O Assunto – A Disputa de Força entre os Poderes
Data: 04/12/2025
Host: Vítor Boiadjan
Convidado: Cláudio Couto (cientista político e professor da FGV-SP)
Visão Geral do Episódio
Neste episódio, “O Assunto” examina as recentes tensões e embates entre os poderes Executivo, Legislativo e Judiciário no Brasil. O foco é a escalada de disputas institucionais nas indicações para o Supremo Tribunal Federal, a tramitação e aprovação de projetos de impacto fiscal e ambiental, e as retaliações políticas cruzadas — todos compondo um cenário de enfrentamento e instabilidade na República. O episódio aprofunda-se com a análise do cientista político Cláudio Couto, contextualizando o cenário à luz das eleições de 2026, da judicialização da política e do enfraquecimento dos mecanismos tradicionais de equilíbrio entre os poderes.
Principais Pontos e Discussões
1. A Decisão do STF e a “Blindagem” dos Ministros
- [05:30] Contexto: O episódio começa analisando a decisão do ministro Gilmar Mendes (STF) de permitir apenas à Procuradoria-Geral da República solicitar o impeachment de ministros do Supremo, e não qualquer cidadão, como era possível antes.

(Trechos de dados de rotulagem de locais)
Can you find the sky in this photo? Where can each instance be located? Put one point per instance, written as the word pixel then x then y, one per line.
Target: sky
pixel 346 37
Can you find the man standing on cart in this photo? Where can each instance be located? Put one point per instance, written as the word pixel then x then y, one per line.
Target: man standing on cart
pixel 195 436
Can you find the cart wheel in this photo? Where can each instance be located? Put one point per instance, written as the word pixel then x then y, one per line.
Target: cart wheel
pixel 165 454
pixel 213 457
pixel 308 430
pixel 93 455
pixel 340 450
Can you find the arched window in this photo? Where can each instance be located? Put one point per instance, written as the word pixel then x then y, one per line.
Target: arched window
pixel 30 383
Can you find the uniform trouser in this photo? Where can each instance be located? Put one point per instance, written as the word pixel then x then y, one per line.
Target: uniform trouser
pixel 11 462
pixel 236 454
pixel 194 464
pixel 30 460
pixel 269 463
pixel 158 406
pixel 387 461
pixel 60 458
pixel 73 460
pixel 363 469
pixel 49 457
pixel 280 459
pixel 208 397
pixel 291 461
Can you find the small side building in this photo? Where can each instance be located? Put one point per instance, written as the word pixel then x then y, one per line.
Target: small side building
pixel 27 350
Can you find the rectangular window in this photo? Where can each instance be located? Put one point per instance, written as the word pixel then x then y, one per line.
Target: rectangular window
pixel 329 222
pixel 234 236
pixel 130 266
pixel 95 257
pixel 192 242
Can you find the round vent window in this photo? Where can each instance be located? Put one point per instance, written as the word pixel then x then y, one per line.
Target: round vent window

:: Tarefas do exercício ::
(1) Quem é o convidado do episódio, segundo o resumo sobre a disputa entre os Poderes?
(2) Prossiga com o resumo sobre a disputa entre os Poderes a partir do ponto em que ele termina, por favor.

:: Respostas por tarefa ::
(1) Cláudio Couto, cientista político e professor da FGV-SP.

(2)
- [06:04] Cláudio Couto:
- Afirma que a decisão reduz o poder do Senado e concentra a decisão sobre impeachment de ministros dentro do sistema de justiça, tornando o processo “quase interno”.
- Aponta divergências na comparação com impeachment de presidente, pois ali qualquer cidadão pode solicitar, enquanto a nova interpretação restringe a legitimidade.
- “Não é uma decisão qualquer, é de uma gravidade imensa, porque restringe o início do processo de impeachment do Supremo a um agente de primeiro nível do sistema de justiça.” (06:04)
- [08:23] Tema da Blindagem:
- Vítor pergunta se seria algo similar à “PEC da blindagem”, que parlamentares discutem para dificultar seu próprio julgamento.
- Couto responde que a acusação de “blindagem” feita ao STF faz sentido diante da ameaça de instrumentalização do impeachment para fins políticos, principalmente pelo bolsonarismo.
- “A blindagem tem um sentido e peso diferentes do que é para deputados e senadores, pois o impacto de afastar um ministro do Supremo é muito maior.” (09:06)
- [10:38] Comentário sobre Golpe Parlamentar:
- Analistas veem a decisão do ministro Gilmar Mendes como uma tentativa de “desarmar de forma preventiva” um suposto golpe parlamentar tramado para 2027 (10:38).
- [11:02] Couto:
- “Talvez seja uma blindagem necessária para o funcionamento do Estado Democrático de Direito.”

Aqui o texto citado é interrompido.